*Problem to solve:* Look below for the line with "pillar with a point.", and from there restate every line word for word until the entries end.

─── Given data

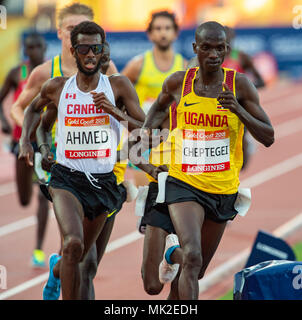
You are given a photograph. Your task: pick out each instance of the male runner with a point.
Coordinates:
(90, 264)
(82, 212)
(149, 70)
(213, 106)
(34, 49)
(61, 65)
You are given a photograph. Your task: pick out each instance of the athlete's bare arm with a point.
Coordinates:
(33, 86)
(44, 137)
(133, 68)
(10, 83)
(248, 109)
(125, 95)
(248, 66)
(49, 96)
(171, 91)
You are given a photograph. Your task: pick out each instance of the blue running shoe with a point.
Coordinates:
(38, 259)
(51, 290)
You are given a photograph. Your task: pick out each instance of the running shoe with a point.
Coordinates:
(168, 272)
(38, 259)
(51, 290)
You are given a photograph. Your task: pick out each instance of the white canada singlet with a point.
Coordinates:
(87, 137)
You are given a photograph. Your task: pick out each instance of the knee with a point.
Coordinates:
(152, 286)
(42, 199)
(192, 259)
(73, 248)
(89, 267)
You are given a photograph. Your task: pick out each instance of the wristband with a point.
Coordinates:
(42, 144)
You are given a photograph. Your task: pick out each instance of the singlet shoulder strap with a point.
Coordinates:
(173, 116)
(229, 79)
(56, 68)
(188, 81)
(23, 71)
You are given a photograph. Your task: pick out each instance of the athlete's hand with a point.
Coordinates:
(26, 152)
(227, 100)
(101, 101)
(155, 172)
(47, 158)
(5, 127)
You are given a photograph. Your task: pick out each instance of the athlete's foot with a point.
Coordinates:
(51, 290)
(168, 271)
(38, 259)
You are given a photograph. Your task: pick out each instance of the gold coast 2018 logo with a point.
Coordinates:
(297, 20)
(2, 17)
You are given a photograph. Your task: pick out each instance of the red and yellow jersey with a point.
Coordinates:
(23, 76)
(208, 140)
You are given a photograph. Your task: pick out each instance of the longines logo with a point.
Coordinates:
(297, 20)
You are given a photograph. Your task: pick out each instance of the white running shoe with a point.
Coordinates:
(167, 272)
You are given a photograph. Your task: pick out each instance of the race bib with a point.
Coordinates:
(89, 137)
(205, 151)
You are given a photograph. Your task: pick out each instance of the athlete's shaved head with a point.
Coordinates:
(209, 29)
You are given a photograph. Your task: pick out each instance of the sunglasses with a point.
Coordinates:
(85, 48)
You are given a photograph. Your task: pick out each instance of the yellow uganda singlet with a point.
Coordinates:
(119, 168)
(150, 81)
(208, 140)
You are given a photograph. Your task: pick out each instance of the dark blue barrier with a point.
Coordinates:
(269, 280)
(268, 247)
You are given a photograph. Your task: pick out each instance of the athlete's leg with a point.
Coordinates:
(211, 234)
(88, 269)
(103, 239)
(154, 244)
(188, 218)
(42, 216)
(69, 214)
(173, 294)
(24, 175)
(92, 259)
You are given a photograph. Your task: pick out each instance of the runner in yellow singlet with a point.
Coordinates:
(213, 106)
(148, 71)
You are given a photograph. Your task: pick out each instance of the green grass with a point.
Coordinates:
(298, 252)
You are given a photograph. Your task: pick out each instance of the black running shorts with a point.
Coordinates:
(218, 207)
(157, 214)
(94, 201)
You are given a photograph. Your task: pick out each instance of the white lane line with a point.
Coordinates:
(285, 230)
(113, 245)
(18, 225)
(287, 128)
(123, 241)
(238, 261)
(273, 172)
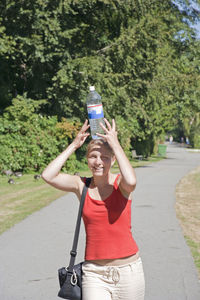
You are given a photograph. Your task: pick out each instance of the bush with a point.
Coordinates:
(29, 140)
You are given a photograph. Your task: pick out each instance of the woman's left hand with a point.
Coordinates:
(110, 133)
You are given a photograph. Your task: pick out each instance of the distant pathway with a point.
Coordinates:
(33, 250)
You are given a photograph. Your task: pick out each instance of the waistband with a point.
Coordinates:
(116, 262)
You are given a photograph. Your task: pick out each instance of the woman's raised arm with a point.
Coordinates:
(128, 177)
(52, 174)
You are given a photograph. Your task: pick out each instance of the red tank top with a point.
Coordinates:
(108, 226)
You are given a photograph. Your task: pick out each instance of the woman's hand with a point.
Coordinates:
(81, 136)
(110, 133)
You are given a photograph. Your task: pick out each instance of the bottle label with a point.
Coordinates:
(95, 111)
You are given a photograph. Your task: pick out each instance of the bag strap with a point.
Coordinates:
(73, 252)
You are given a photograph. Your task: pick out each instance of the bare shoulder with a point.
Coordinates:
(126, 193)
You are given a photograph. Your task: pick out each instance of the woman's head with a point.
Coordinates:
(99, 143)
(100, 157)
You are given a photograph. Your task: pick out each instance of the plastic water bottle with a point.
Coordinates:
(95, 112)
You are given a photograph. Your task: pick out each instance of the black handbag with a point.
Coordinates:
(70, 278)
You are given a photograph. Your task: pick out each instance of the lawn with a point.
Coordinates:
(28, 195)
(188, 212)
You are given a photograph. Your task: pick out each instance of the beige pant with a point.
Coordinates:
(113, 283)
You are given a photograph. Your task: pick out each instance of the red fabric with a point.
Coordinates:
(108, 227)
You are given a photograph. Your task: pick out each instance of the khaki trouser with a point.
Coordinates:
(113, 282)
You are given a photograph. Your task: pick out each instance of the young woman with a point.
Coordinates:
(112, 268)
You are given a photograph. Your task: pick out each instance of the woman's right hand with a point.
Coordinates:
(81, 136)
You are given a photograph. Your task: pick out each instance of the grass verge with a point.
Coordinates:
(28, 195)
(188, 212)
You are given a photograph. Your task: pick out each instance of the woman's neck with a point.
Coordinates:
(101, 181)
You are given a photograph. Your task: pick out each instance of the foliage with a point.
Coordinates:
(28, 140)
(141, 55)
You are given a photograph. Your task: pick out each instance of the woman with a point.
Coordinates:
(112, 267)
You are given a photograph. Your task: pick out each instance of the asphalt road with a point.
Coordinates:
(33, 250)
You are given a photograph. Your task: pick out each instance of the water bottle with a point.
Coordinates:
(95, 112)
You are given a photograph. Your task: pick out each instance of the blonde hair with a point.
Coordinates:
(99, 142)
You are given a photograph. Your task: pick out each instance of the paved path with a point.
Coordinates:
(32, 251)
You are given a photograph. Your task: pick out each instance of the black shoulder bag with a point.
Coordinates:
(70, 278)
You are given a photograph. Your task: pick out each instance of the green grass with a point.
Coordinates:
(27, 195)
(194, 247)
(21, 199)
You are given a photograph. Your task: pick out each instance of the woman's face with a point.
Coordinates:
(100, 160)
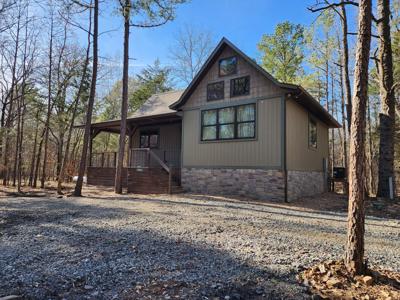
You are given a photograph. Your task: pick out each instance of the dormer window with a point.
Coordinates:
(240, 86)
(227, 66)
(215, 91)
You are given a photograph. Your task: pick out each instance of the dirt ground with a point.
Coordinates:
(107, 246)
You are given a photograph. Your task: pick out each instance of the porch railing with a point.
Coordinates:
(104, 160)
(143, 158)
(148, 158)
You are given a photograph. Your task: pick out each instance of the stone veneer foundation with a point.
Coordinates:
(253, 183)
(305, 183)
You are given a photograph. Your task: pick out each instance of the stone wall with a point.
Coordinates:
(302, 183)
(254, 183)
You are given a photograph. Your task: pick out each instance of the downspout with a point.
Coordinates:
(284, 152)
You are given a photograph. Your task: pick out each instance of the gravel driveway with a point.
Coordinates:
(171, 247)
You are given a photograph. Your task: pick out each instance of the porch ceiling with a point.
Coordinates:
(114, 126)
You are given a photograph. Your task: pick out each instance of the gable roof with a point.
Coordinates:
(299, 93)
(157, 104)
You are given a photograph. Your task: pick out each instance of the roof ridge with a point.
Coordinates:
(167, 92)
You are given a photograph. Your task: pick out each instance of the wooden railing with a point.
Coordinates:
(104, 160)
(147, 158)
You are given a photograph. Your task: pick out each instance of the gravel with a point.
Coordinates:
(171, 247)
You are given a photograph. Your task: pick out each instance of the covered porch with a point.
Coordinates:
(152, 160)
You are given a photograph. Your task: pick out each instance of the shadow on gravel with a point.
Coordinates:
(261, 207)
(61, 252)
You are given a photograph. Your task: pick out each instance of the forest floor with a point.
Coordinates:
(107, 246)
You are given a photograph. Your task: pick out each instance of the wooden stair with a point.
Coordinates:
(151, 181)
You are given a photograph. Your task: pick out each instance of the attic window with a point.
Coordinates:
(227, 66)
(149, 139)
(215, 91)
(312, 133)
(240, 86)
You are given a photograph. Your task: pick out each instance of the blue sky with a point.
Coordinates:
(241, 21)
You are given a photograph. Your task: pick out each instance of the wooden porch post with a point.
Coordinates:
(90, 148)
(131, 132)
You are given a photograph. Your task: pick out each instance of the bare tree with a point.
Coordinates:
(190, 50)
(154, 13)
(386, 89)
(74, 110)
(89, 112)
(354, 254)
(49, 99)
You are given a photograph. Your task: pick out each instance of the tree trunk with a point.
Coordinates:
(49, 106)
(33, 159)
(124, 106)
(387, 115)
(371, 164)
(9, 120)
(74, 112)
(36, 175)
(346, 74)
(354, 255)
(92, 94)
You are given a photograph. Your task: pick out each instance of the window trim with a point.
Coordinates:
(311, 119)
(235, 123)
(225, 58)
(231, 86)
(223, 90)
(149, 132)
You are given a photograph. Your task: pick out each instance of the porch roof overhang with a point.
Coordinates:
(114, 126)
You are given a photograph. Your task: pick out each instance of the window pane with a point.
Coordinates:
(215, 91)
(209, 117)
(209, 133)
(312, 134)
(226, 115)
(227, 66)
(154, 141)
(144, 141)
(246, 130)
(246, 113)
(240, 86)
(227, 131)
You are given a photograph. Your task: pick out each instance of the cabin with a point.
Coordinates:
(235, 130)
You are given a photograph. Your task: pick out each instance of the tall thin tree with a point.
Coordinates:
(354, 254)
(386, 91)
(92, 94)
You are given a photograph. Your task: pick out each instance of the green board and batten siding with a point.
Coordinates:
(265, 151)
(262, 152)
(300, 157)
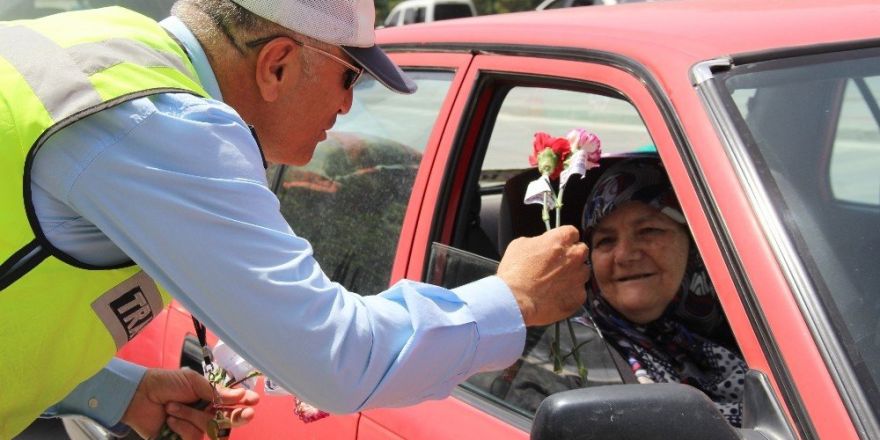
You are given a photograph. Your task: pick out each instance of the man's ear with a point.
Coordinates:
(277, 66)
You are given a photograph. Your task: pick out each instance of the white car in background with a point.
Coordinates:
(425, 11)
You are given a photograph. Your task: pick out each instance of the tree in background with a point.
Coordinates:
(484, 7)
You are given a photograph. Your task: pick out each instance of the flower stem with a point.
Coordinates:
(559, 207)
(545, 213)
(582, 369)
(556, 349)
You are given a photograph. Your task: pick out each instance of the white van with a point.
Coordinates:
(423, 11)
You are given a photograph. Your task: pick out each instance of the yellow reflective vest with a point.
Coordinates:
(62, 320)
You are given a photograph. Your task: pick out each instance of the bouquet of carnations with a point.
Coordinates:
(560, 158)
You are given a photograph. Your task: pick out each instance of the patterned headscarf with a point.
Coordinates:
(690, 342)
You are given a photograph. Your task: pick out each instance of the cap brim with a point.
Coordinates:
(377, 63)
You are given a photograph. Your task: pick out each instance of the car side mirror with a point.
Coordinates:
(649, 411)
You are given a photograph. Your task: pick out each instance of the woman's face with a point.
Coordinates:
(639, 257)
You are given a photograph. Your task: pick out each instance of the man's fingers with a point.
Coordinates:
(241, 416)
(567, 234)
(238, 396)
(185, 429)
(199, 385)
(197, 417)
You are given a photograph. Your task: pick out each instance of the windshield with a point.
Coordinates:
(814, 129)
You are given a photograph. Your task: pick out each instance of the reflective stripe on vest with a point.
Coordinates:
(62, 320)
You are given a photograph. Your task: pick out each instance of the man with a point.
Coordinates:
(130, 143)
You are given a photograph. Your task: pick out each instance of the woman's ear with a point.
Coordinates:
(277, 66)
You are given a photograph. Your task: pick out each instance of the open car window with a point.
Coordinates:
(492, 213)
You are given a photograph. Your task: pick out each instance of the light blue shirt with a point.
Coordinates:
(176, 183)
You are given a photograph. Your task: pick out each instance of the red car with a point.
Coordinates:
(766, 117)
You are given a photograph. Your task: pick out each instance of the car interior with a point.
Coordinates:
(491, 213)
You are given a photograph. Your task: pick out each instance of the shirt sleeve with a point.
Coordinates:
(178, 184)
(104, 397)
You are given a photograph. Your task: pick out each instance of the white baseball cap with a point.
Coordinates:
(345, 23)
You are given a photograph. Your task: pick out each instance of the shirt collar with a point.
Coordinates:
(196, 54)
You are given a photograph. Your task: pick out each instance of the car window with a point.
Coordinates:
(350, 200)
(528, 110)
(492, 214)
(392, 19)
(414, 15)
(447, 11)
(813, 126)
(857, 141)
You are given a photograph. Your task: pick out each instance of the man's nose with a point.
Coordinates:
(347, 101)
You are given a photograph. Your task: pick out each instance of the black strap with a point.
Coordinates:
(202, 334)
(21, 262)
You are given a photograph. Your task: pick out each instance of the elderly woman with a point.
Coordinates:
(650, 294)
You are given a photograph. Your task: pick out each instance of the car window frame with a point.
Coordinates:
(465, 136)
(738, 145)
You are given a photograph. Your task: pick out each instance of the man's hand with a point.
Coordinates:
(546, 274)
(163, 394)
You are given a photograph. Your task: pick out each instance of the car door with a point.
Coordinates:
(462, 227)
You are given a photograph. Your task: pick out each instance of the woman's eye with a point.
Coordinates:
(602, 242)
(650, 231)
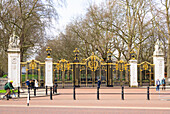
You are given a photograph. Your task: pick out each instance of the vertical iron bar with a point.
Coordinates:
(148, 93)
(51, 93)
(18, 91)
(97, 93)
(53, 89)
(74, 96)
(29, 93)
(34, 91)
(122, 92)
(46, 90)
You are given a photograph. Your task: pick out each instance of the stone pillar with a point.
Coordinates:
(48, 72)
(76, 69)
(158, 61)
(109, 70)
(133, 73)
(14, 60)
(49, 68)
(133, 70)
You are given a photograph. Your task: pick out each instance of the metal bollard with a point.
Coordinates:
(28, 97)
(46, 90)
(34, 91)
(56, 89)
(53, 89)
(18, 92)
(7, 97)
(29, 93)
(97, 93)
(74, 96)
(51, 93)
(148, 93)
(122, 93)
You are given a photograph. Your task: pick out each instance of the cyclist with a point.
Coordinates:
(8, 86)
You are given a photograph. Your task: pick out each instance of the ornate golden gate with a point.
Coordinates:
(33, 70)
(88, 71)
(146, 73)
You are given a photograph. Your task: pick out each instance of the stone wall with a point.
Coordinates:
(2, 82)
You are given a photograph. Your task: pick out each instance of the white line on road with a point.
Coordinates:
(90, 107)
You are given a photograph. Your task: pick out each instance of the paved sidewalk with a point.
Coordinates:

──────

*Solution to the exercise:*
You are given a photograph. Your task: pick out each instance of the stone pillar with a point.
Coordinates:
(48, 72)
(76, 69)
(158, 61)
(109, 70)
(133, 73)
(14, 60)
(49, 68)
(133, 70)
You are given a photograph. Your task: pick out each instance of the metal bollard with a point.
Coordinates:
(28, 97)
(46, 90)
(34, 91)
(56, 89)
(53, 89)
(18, 92)
(7, 97)
(29, 93)
(97, 93)
(74, 96)
(51, 93)
(148, 93)
(122, 93)
You are given a photograph. Your task: pick out each instance of the cyclist with a point.
Coordinates:
(8, 86)
You are given a photograph. Your task: pick out each instance of the ornate golden gate with a point.
Coordinates:
(33, 70)
(88, 71)
(146, 73)
You are given a photograph. Your task: pick out each instance of the stone wall with a point.
Coordinates:
(2, 82)
You are given a photograph. Your task: pick out each instance of the white line on road with a point.
Coordinates:
(90, 107)
You are given a photograph. Your task: pick out each instance of the paved sidewalk with a point.
Coordinates:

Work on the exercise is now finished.